### Request A
How many lines of the listing below contain the word "rocky"? Reply with the count alone.

### Passage
· · · · · · ·
Danny O'Neill, 43. President, founder, and owner of the Roasterie Inc. ($3.4 million annual revenue; 16 employees), a specialty coffee-roasting company in Kansas City, Mo.
Monique Greenwood, 44. Founder, CEO, and president of Akwaaba Enterprises Inc. ($1 million; 5 employees) in Brooklyn, N.Y., which includes three bed-and-breakfast inns and rental properties. She is the former editor in chief of Essence magazine.
Harley Cross, 25. President and CEO of Hint Mint Inc. ($1.7 million; 8 employees), which makes designer mints and is based in Los Angeles. He is also an actor currently filming Kinsey with Liam Neeson and Laura Linney.
Kenin Spivak, 46. Chairman, president, and CEO of Telemac (under $50 million; 58 employees), a Los Angeles billing company for the wireless industry. He is also vice chairman of hair care company John Paul Mitchell Systems.
Monique Rivas, 35. CEO and co-founder of Luz Inc. ($4 million; 18 employees), which translates technical documents for health industries and is based in San Francisco.
H.C.: Trying to have as few double standards between the good business life and the good personal life. If your business is your life, it's the idea of doing something you really want to do. It's self-determination, freedom, and not feeling stuck--to be able to say, "Okay, move on because I don't want to do this anymore."
D.O.: For the last seven or eight years I've focused on freedom and balance. Balance is elusive when you start a business and work extraordinary hours. As for freedom--it doesn't make any difference how much you have if you can't feel relaxed when you do have time. If you have a castle but you can't relax in it, that's not freedom.
· · · · · · ·
### Records for the exercise
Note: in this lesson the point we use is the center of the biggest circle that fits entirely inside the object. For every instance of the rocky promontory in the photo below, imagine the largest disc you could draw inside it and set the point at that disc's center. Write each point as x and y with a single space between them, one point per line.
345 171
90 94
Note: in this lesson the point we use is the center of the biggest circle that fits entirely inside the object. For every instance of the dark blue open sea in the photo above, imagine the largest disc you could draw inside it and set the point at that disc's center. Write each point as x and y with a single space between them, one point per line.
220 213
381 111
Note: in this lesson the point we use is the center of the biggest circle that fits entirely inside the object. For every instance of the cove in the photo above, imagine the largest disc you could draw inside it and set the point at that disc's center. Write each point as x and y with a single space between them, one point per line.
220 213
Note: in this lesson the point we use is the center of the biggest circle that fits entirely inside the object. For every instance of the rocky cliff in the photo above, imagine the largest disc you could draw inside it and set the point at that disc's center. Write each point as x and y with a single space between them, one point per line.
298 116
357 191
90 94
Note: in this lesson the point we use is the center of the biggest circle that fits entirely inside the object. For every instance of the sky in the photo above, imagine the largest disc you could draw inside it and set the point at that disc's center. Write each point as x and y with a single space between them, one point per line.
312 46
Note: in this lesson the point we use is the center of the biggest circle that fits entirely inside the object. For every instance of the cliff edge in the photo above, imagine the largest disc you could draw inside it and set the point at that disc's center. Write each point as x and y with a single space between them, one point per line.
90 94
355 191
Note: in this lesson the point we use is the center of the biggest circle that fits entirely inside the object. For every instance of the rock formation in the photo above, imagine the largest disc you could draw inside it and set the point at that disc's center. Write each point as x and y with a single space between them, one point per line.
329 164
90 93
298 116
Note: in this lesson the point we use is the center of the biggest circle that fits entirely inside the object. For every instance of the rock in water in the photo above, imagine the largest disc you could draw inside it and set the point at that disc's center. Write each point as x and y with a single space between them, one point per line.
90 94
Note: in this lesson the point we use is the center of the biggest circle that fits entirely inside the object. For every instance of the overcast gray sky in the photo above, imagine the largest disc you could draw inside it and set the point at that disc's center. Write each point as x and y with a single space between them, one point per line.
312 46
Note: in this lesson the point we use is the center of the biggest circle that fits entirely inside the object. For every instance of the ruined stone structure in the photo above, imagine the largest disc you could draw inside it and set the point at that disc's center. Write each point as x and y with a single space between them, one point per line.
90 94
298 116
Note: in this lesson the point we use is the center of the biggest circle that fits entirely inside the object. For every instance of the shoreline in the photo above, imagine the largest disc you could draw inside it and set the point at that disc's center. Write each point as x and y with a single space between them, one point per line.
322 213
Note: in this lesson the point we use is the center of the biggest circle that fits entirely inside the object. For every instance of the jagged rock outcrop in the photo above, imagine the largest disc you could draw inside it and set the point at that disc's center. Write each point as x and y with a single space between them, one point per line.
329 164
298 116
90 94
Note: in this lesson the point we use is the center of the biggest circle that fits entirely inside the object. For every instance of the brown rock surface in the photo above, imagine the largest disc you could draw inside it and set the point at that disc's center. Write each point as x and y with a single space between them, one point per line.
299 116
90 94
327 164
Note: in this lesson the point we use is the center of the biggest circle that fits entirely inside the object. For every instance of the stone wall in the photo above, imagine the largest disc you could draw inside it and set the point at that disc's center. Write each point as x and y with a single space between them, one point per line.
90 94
· · · · · · ·
### Request B
Continue the passage profiling business owners, starting right after its final sentence.

### Task output A
2

### Task output B
M.G.: I'm passionate about a lot of things, but probably none more than trying to empower African American people; so a lot of my businesses are within the black community, where I can employ people who haven't had the opportunity to work in businesses that service people who are like them. I can't have a good life unless the people I care about are having a good life too.
K.S.: Part of my enjoying the good life is not so much the word freedom as security. It is important to me to have the financial security to know that should something go wrong, the consequences won't be terribly severe. Maybe it's selfish compared with Monique's point because although I do have some charitable endeavors, I don't think I'm really looking to make the world a better place.
M.G.: The good life means having options. It's subjective, and I celebrate that because what rocks in my world doesn't rock in another's. It's critical that everyone define success on their own terms. When you're younger, you think of it as the corner office and a fine car. Those things are important, but it's also important to have great family and friends, and time to stall.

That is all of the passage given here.